Work to complete:
A faithful transcription of all the entries below is needed, without the pictures.

** Extracted records follows **

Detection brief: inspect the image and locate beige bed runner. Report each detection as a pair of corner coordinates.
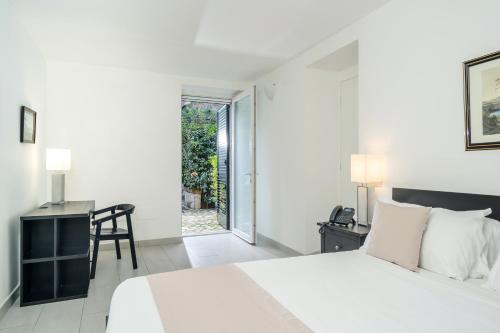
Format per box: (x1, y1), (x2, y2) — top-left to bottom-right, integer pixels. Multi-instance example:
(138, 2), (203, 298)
(147, 264), (312, 333)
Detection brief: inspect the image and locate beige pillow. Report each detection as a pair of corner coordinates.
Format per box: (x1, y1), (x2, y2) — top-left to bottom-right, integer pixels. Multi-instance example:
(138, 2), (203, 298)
(367, 202), (431, 271)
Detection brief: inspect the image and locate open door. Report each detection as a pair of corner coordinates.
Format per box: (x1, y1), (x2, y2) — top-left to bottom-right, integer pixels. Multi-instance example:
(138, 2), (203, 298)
(230, 87), (256, 244)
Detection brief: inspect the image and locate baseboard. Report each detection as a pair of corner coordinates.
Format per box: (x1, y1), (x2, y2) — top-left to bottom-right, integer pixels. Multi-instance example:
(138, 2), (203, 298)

** End of Extracted records **

Answer:
Detection brief: inspect the image and locate beige bed runner. Report each detection as a pair of corner coordinates.
Format per box: (x1, y1), (x2, y2) — top-left to bottom-right, integer pixels. Multi-instance example:
(138, 2), (203, 298)
(147, 264), (312, 333)
Detection brief: inspect the image and locate beige pillow. Report each detection as a pair of corner coordinates.
Format per box: (x1, y1), (x2, y2) — top-left to bottom-right, integer pixels. Multi-instance example:
(138, 2), (203, 298)
(367, 202), (431, 271)
Detection brief: inspect the image and locate open door. Report each detection as a pair of corner coordinates.
Format per box: (x1, y1), (x2, y2) — top-left to bottom-right, integer pixels. Multi-instance example:
(138, 2), (203, 298)
(230, 87), (256, 244)
Detection brief: inspect the image and locate baseboard. Report each detection as a pair of corner coordinates.
Format per box: (x1, y1), (x2, y2) — top-left to bottom-right, integer pixels. Multi-instance example:
(138, 2), (203, 298)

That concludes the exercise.